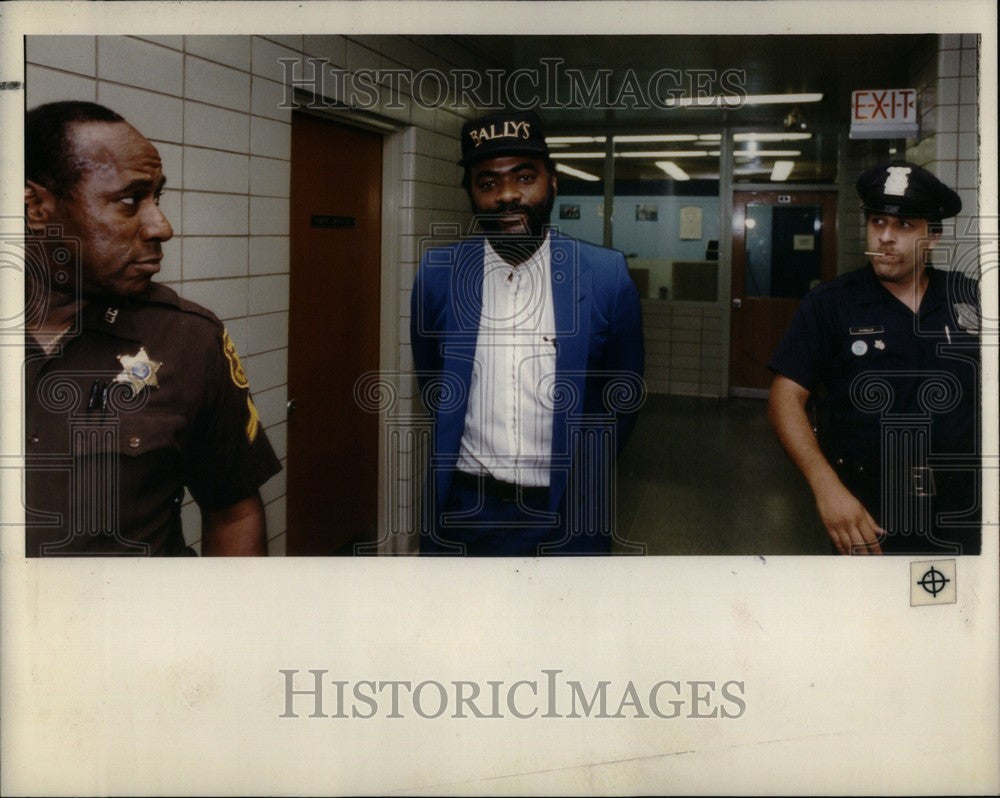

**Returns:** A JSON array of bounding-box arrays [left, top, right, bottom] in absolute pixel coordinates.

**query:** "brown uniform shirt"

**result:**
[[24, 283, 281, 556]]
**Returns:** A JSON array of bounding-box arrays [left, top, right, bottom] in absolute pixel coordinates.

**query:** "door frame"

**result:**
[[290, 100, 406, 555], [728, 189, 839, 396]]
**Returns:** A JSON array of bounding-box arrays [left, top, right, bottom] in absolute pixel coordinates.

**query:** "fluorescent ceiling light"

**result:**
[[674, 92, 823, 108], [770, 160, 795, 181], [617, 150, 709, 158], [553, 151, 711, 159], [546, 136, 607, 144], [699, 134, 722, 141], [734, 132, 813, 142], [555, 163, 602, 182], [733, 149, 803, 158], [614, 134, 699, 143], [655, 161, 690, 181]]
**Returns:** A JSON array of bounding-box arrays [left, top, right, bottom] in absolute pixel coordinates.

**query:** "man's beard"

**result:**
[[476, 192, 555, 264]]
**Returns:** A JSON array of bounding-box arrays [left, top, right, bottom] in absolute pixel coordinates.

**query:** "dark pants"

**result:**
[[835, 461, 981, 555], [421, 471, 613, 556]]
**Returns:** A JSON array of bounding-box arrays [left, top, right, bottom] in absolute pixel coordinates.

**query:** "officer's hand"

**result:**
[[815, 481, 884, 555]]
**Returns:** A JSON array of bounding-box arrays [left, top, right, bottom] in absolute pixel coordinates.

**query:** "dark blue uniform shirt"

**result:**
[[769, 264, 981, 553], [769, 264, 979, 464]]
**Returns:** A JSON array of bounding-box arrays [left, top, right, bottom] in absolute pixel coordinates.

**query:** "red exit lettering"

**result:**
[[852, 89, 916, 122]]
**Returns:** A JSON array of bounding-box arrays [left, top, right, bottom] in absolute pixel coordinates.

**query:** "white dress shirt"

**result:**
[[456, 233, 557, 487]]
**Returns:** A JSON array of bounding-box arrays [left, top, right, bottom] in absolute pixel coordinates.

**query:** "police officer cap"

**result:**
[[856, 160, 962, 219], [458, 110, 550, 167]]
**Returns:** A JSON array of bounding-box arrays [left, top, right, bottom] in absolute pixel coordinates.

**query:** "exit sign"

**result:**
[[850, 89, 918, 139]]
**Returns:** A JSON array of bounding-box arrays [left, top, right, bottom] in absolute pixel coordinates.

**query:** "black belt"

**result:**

INSTRUCTIONS TO FOLLOW:
Apart from the images, everything in the records must be repeated exactly.

RESULT OF THE EXERCISE:
**Returns:** A JSON array of bounding-box arrays [left, top, right, bottom] in absolute pixel coordinates.

**query:** "brown uniform shirt"

**result:**
[[24, 283, 281, 556]]
**Returns:** A JSON array of bounding-box arrays [left, top, right, bottom] in absolute pixel coordinates.

**query:** "door frame"

**result:**
[[290, 100, 406, 555], [728, 189, 839, 396]]
**Returns:** A JSON array of bounding-box arrays [left, top, right, bottom] in absolute pixel coordinates.

**query:** "fluorescent ceiling light"

**result:**
[[674, 92, 823, 108], [770, 160, 795, 181], [617, 150, 709, 158], [553, 151, 711, 159], [546, 136, 607, 144], [699, 134, 722, 141], [734, 132, 813, 142], [555, 163, 602, 182], [733, 149, 803, 158], [614, 134, 699, 143], [655, 161, 690, 181]]
**Returns:** A JSON array of bounding-box arrays [left, top, right, bottom] in absolute pixel coordinates.

**query:** "man's beard"

**result:**
[[476, 192, 555, 264]]
**Returns:** A JSON array of bounding-box arrays [left, top, right, bottom] in absolute pixel coordinates.

**query:** "dark pants"

**result:**
[[835, 461, 981, 555], [421, 471, 613, 556]]
**Returns:** A JSON array of bounding-box arrays [left, top, right, bottom] in absolute pixel coordinates.

**query:** "officer's hand"

**result:**
[[815, 481, 884, 555]]
**Returns:** A JSON array of bounding-box arrays [left, top, right, bottom] in absolute pixel coordinates.

**query:** "dark blue uniform shirt"

**result:**
[[769, 264, 981, 553], [769, 264, 979, 464]]
**Returns:** A JSON array of bounding-box arrays [left, top, right, bottom] in absolute pixel coordinates.

**query:** "red exit lettering"

**result:**
[[852, 89, 916, 122]]
**Returns:** A JSON array of bounding-box arrays [left, top, right, bottom] in absolute pixel coordinates.

**query:** "white dress shirt"

**result:**
[[456, 233, 557, 487]]
**Returns:** A JSON array of bounding-box arrays [left, top, right, bottom] in absolute pixel coordinates.

**query:** "police officer cap"

**result:**
[[856, 160, 962, 219], [458, 110, 550, 167]]
**Returns:** A JSON array of bounding-box arrays [left, top, right, bottom] in absolute pixel coordinates.

**query:** "exit sign"

**result:**
[[850, 89, 918, 139]]
**Returns:** A JSON array of bounding-box arrays [left, top, right, bottom] in absolute pixel coordinates.

**query:** "black belt"

**result:**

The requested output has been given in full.